*** Opening of Data for analysis ***

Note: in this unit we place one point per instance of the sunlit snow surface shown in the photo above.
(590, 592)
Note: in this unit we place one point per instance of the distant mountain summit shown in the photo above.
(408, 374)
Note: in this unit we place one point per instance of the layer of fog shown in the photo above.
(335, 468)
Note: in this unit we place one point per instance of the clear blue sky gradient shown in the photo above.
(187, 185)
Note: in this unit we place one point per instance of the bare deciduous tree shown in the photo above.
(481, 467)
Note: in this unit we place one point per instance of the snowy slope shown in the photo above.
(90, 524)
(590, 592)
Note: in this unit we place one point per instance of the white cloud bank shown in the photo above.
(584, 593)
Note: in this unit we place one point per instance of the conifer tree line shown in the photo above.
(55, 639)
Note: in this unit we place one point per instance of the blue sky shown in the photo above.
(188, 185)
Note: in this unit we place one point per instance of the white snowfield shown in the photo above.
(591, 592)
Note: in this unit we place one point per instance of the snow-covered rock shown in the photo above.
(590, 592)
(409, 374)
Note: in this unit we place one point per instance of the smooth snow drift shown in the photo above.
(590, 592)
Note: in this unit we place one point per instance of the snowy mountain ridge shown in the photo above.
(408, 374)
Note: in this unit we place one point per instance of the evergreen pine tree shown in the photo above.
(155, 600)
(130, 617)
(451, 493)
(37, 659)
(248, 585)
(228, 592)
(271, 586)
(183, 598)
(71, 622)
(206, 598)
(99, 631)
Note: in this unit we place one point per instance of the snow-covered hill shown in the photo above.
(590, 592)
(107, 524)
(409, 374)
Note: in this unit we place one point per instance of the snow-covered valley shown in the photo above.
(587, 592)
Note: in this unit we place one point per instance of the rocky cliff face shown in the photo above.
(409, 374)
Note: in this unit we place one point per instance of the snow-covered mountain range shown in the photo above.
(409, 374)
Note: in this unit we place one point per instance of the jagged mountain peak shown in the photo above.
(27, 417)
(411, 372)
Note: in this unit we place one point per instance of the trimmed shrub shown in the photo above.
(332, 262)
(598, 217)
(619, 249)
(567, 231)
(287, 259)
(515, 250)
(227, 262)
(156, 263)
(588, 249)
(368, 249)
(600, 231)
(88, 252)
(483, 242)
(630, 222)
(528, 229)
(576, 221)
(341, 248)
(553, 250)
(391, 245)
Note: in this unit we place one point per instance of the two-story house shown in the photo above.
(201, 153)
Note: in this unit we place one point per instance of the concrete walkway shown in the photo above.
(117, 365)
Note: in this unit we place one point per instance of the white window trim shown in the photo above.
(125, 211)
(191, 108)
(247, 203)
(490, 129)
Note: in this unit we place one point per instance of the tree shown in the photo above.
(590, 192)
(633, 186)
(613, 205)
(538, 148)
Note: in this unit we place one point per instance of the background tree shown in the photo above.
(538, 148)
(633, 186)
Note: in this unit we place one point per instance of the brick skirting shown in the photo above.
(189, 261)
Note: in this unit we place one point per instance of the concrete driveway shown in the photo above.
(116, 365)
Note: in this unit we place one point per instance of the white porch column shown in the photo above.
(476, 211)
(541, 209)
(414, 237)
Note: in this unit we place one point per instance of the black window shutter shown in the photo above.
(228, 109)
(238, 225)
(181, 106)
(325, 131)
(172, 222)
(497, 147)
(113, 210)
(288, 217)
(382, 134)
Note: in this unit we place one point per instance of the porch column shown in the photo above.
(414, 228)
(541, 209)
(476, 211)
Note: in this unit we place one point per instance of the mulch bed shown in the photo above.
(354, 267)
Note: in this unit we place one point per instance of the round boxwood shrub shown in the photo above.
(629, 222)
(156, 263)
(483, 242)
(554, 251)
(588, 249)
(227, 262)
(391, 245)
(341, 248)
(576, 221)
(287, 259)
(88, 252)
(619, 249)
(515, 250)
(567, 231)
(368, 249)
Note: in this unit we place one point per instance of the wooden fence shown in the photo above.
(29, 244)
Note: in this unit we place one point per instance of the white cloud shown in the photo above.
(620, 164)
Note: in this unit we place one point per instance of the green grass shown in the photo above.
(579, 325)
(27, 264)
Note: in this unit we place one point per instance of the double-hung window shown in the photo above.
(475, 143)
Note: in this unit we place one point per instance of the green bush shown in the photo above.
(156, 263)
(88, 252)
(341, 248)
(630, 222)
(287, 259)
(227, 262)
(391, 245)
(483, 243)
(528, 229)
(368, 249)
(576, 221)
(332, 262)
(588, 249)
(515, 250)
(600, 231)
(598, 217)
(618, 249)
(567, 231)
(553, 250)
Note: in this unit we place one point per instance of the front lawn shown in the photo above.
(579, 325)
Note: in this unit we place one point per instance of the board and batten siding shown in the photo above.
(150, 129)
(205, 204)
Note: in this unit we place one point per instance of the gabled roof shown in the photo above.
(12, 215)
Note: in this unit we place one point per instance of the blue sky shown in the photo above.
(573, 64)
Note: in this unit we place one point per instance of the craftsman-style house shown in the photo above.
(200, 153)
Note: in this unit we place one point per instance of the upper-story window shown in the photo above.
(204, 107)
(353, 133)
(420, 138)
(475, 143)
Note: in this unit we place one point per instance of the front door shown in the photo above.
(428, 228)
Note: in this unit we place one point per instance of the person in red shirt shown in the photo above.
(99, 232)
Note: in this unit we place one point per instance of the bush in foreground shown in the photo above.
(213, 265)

*** Close of Data for analysis ***

## [Description of the task]
Find the line that contains "double-hung window shown in the photo above.". Write out that line and every line after it through the end of the data, exactly, and nothing else.

## [Your response]
Note: in this unit we place one point per instance of the double-hung window shown in the photo above.
(475, 143)
Note: in this unit we place one point per instance of the green bush shown in the photo above.
(156, 263)
(88, 252)
(341, 248)
(630, 222)
(287, 259)
(227, 262)
(391, 245)
(483, 243)
(528, 229)
(368, 249)
(576, 221)
(332, 262)
(588, 249)
(515, 250)
(600, 231)
(598, 217)
(618, 249)
(567, 231)
(553, 250)
Note: in this unit we place one point per instance of the front lawn shown in the photo above.
(579, 325)
Note: in this unit we place one point per instance of the board and batten siding shown in the photo above.
(150, 129)
(205, 204)
Note: in this unit we place one point per instance of the gabled roof shown in the photo above.
(12, 215)
Note: in this unit we place one point per instance of the blue sky shown in the photo above.
(573, 64)
Note: in this unit we place one point per instance of the craftsman-style house shown in the photo above.
(200, 153)
Note: in this unit we place one point per instance of the upper-story window shown in the photo above.
(204, 107)
(353, 133)
(420, 138)
(475, 143)
Note: in this unit we place one point per instance of the front door shown in the photo above.
(428, 228)
Note: in this unit we place one point per instance of the person in red shirt shown in the photo above.
(99, 232)
Note: in this unit we place one point per instance of the bush in foreground shown in the photo above.
(213, 265)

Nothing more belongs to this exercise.